**Sección de texto**

Ciencia como engranaje del extractivismo
La política científica de los últimos veinte años no hizo más que profundizar el modelo extractivista en busca de maximizar la producción de materias primas y aumentar las divisas. Las consecuencias —en términos ambientales, socioeconómicos y de salud— ya no pueden disimularse ni ocultarse. Sin embargo, este paradigma que se sustenta en la destrucción y mercantilización de cuerpos y territorios continúa en vigencia.
La actual representante (Graciela Ciccia) de las organizaciones de la Industria (propuesta por la UIA-Grupo Insud) en el Directorio del Conicet, forma parte de una empresa privada que se autodefine como: «Constructor de empresas de base científica». El Estado, y los altos funcionarios, miran para otro lado ante los conflictos de intereses y cuestionamientos éticos ante un miembro del Directorio y su pertenencia empresaria en búsqueda de negocios relacionados a la ciencia.
Otro hito reciente es la aprobación del trigo HB4. Se trata de un producto tecnológico elaborado por el Conicet junto con la Universidad Nacional del Litoral (UNL) y la empresa Bioceres. Su incorporación en la matriz productiva generará fuerte impacto en Argentina y en cada país que se cultiva y consuma. Las consecuencias esperadas son diversas: por tratarse de tecnología HB4 el cultivo podrá realizarse sobre ambientes frágiles, esto significa más desmonte y más deforestación, como sucede en el noroeste argentino. A su vez, se presenta como un paquete tecnológico junto con el glufosinato de amonio, un herbicida de altísima toxicidad. En consecuencia, todos los derivados de esa harina de trigo transgénico (que llegará a las mesas argentinas) contendrá glufosinato de amonio. También existe el riesgo de contaminación del trigo no transgénico, la pérdida de pequeños productores y la degradación de otras actividades productivas como la apícola.

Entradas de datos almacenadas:
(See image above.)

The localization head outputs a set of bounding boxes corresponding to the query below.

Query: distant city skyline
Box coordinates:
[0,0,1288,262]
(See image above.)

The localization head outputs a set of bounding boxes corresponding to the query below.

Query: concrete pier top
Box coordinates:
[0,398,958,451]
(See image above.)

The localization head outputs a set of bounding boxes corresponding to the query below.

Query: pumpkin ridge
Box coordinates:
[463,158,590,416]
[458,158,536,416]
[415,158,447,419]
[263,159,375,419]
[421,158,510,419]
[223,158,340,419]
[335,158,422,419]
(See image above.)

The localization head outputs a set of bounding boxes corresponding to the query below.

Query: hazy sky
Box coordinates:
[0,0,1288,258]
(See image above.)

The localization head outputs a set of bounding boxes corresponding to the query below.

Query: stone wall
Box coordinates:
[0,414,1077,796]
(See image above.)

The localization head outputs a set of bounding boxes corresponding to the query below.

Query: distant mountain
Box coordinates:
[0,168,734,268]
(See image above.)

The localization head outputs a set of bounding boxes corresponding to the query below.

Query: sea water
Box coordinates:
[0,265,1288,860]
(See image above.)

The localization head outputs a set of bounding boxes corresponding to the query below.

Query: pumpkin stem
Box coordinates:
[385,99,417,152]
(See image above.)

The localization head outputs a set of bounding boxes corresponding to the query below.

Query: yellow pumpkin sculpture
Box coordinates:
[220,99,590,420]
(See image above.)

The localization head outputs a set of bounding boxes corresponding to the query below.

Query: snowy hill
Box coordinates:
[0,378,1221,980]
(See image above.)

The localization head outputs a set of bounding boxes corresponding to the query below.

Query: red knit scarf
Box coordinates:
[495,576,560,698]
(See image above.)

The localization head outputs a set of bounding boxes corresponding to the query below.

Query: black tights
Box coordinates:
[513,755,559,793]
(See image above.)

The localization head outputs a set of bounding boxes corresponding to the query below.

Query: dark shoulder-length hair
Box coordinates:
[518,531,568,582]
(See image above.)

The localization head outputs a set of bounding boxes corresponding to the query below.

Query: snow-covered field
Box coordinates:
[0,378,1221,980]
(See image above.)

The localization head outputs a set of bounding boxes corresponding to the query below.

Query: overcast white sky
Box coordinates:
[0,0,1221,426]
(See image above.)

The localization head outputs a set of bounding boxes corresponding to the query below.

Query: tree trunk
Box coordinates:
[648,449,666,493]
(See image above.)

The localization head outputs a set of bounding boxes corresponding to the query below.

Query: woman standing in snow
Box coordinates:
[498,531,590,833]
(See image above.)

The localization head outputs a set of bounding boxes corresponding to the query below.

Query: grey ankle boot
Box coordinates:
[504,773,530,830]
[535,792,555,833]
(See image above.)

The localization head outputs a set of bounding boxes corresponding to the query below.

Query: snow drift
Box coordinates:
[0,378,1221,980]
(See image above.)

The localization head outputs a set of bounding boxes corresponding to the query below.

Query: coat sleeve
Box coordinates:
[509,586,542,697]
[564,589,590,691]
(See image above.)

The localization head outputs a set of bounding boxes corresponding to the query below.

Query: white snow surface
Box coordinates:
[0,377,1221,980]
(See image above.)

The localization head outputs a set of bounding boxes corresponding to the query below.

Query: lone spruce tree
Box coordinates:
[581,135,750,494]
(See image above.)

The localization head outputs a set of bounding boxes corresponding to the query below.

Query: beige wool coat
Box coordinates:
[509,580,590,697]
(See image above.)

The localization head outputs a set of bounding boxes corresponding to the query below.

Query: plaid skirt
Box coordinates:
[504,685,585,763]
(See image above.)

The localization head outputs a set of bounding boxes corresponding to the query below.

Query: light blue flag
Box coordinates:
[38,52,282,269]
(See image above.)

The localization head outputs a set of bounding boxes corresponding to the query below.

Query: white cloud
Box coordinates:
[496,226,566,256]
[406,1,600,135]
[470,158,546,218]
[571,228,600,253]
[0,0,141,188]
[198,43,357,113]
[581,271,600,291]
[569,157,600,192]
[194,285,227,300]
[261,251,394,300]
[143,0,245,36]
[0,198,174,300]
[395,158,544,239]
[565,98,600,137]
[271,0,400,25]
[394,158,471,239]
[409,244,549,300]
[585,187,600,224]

**Tarea asignada A**
Según el texto sobre ciencia y extractivismo, ¿junto con qué herbicida se presenta el trigo HB4 como paquete tecnológico?
**Tarea asignada B**
Devuelve el pasaje del texto sobre ciencia y extractivismo que se abre con las palabras que contienen "La actual representante" y se cierra con "a la ciencia.".
El material no guarda relación con el texto sobre ciencia y extractivismo.

**Solución desarrollada A**
Con el glufosinato de amonio.

**Solución desarrollada B**
La actual representante (Graciela Ciccia) de las organizaciones de la Industria (propuesta por la UIA-Grupo Insud) en el Directorio del Conicet, forma parte de una empresa privada que se autodefine como: «Constructor de empresas de base científica». El Estado, y los altos funcionarios, miran para otro lado ante los conflictos de intereses y cuestionamientos éticos ante un miembro del Directorio y su pertenencia empresaria en búsqueda de negocios relacionados a la ciencia.